[Material for the task]
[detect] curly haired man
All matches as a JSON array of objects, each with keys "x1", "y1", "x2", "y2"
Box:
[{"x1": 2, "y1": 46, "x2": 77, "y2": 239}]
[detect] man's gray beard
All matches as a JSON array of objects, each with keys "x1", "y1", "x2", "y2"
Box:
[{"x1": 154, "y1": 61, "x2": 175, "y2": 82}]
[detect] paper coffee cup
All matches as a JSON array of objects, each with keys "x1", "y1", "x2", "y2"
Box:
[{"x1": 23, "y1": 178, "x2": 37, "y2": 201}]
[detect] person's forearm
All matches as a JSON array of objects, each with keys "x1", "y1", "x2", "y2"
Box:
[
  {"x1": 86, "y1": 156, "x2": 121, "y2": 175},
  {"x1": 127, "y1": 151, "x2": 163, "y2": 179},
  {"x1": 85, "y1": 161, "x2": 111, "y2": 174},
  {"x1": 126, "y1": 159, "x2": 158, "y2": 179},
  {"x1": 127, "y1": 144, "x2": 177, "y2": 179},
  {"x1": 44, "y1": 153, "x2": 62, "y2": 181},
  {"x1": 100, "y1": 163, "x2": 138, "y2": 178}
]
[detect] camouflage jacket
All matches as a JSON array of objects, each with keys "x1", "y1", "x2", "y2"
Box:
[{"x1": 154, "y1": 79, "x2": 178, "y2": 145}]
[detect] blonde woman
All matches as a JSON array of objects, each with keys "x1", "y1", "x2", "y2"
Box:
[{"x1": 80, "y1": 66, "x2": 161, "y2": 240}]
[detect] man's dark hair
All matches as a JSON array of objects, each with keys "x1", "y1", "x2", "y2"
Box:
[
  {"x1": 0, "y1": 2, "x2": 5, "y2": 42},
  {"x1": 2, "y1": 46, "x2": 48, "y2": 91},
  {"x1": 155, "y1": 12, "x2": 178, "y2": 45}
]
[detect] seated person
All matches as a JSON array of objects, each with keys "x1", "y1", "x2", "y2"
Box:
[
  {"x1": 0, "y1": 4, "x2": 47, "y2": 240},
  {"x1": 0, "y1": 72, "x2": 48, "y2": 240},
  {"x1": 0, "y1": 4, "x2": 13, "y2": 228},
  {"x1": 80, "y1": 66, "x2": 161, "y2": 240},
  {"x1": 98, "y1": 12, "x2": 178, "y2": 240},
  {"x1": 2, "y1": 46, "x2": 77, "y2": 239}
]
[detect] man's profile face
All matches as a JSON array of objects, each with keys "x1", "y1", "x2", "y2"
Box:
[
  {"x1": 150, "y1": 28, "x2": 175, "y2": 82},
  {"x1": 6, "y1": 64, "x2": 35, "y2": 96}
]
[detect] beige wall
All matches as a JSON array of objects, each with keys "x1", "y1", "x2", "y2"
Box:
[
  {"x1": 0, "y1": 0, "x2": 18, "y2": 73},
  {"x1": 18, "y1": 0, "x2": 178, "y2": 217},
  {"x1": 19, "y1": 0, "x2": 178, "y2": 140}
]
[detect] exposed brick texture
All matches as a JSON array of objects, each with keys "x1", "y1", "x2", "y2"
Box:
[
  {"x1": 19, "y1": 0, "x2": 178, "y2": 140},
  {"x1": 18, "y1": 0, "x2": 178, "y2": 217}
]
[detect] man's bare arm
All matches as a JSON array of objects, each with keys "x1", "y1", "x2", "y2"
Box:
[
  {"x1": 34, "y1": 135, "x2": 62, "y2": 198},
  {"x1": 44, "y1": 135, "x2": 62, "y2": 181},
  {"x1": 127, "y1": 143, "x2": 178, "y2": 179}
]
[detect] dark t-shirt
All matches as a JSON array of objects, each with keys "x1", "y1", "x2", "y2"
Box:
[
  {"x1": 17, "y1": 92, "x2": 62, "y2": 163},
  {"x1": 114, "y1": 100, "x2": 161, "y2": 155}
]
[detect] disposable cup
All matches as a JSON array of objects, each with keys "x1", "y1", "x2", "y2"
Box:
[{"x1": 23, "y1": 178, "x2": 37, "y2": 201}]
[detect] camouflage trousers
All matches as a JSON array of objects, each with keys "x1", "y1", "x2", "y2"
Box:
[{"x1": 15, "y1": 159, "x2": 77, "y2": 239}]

[Your task]
Please retype every entry above exactly as it stands.

[Your solution]
[detect] curly haired man
All matches as a JSON array of objects, each with keys "x1", "y1", "x2", "y2"
Box:
[{"x1": 2, "y1": 46, "x2": 77, "y2": 239}]
[detect] man's gray beard
All matches as a JSON array of objects, each with keys "x1", "y1", "x2", "y2"
Box:
[{"x1": 154, "y1": 61, "x2": 175, "y2": 82}]
[detect] paper coffee cup
All matches as a JSON array of objects, each with keys "x1", "y1", "x2", "y2"
Box:
[{"x1": 23, "y1": 178, "x2": 37, "y2": 201}]
[detect] person's forearm
All matches as a JSON array of objects, each with keys "x1", "y1", "x2", "y2"
Box:
[
  {"x1": 86, "y1": 156, "x2": 121, "y2": 175},
  {"x1": 127, "y1": 151, "x2": 163, "y2": 179},
  {"x1": 85, "y1": 161, "x2": 111, "y2": 174},
  {"x1": 126, "y1": 159, "x2": 158, "y2": 179},
  {"x1": 127, "y1": 144, "x2": 177, "y2": 179},
  {"x1": 44, "y1": 153, "x2": 62, "y2": 181},
  {"x1": 100, "y1": 163, "x2": 138, "y2": 178}
]
[detect] camouflage jacket
All matches as a JSON array of objects, each with keys "x1", "y1", "x2", "y2"
Box:
[{"x1": 154, "y1": 79, "x2": 178, "y2": 145}]
[detect] blonde woman
All matches as a JSON array of objects, each with keys "x1", "y1", "x2", "y2"
Box:
[{"x1": 80, "y1": 66, "x2": 161, "y2": 240}]
[detect] man's dark hair
All matches as a JSON array of objects, each with keys "x1", "y1", "x2", "y2"
Box:
[
  {"x1": 0, "y1": 2, "x2": 5, "y2": 42},
  {"x1": 2, "y1": 46, "x2": 48, "y2": 91},
  {"x1": 155, "y1": 12, "x2": 178, "y2": 45}
]
[detect] seated person
All matches as a JSON array of objects, each with keys "x1", "y1", "x2", "y2"
Box:
[
  {"x1": 0, "y1": 4, "x2": 47, "y2": 240},
  {"x1": 0, "y1": 72, "x2": 48, "y2": 240},
  {"x1": 0, "y1": 4, "x2": 13, "y2": 228},
  {"x1": 80, "y1": 66, "x2": 161, "y2": 240},
  {"x1": 98, "y1": 12, "x2": 178, "y2": 240},
  {"x1": 2, "y1": 46, "x2": 77, "y2": 239}
]
[detect] man's profile face
All matches as a JSON array of objects, each with keys "x1", "y1", "x2", "y2"
Box:
[
  {"x1": 150, "y1": 28, "x2": 175, "y2": 82},
  {"x1": 6, "y1": 64, "x2": 35, "y2": 96}
]
[detect] beige wall
All matches as a JSON array of objects, each with keys "x1", "y1", "x2", "y2"
Box:
[
  {"x1": 0, "y1": 0, "x2": 18, "y2": 73},
  {"x1": 18, "y1": 0, "x2": 178, "y2": 217},
  {"x1": 19, "y1": 0, "x2": 178, "y2": 140}
]
[detect] exposed brick texture
All matches as a JSON array of objects, each with keys "x1", "y1", "x2", "y2"
Box:
[
  {"x1": 19, "y1": 0, "x2": 178, "y2": 140},
  {"x1": 18, "y1": 0, "x2": 178, "y2": 217}
]
[detect] man's bare arm
All matches as a JSON array of objects, each with keys "x1", "y1", "x2", "y2"
Box:
[
  {"x1": 34, "y1": 135, "x2": 62, "y2": 198},
  {"x1": 44, "y1": 135, "x2": 62, "y2": 181},
  {"x1": 127, "y1": 143, "x2": 178, "y2": 179}
]
[detect] dark t-shirt
All matches as a JSON array of objects, each with keys "x1", "y1", "x2", "y2"
Box:
[
  {"x1": 17, "y1": 92, "x2": 62, "y2": 163},
  {"x1": 114, "y1": 100, "x2": 161, "y2": 155}
]
[detect] disposable cup
All matches as a JSON array of objects, each with keys "x1", "y1", "x2", "y2"
Box:
[{"x1": 23, "y1": 178, "x2": 37, "y2": 201}]
[detect] camouflage trousers
All matches as a JSON array of objects, each with keys "x1", "y1", "x2", "y2"
Box:
[{"x1": 15, "y1": 159, "x2": 77, "y2": 239}]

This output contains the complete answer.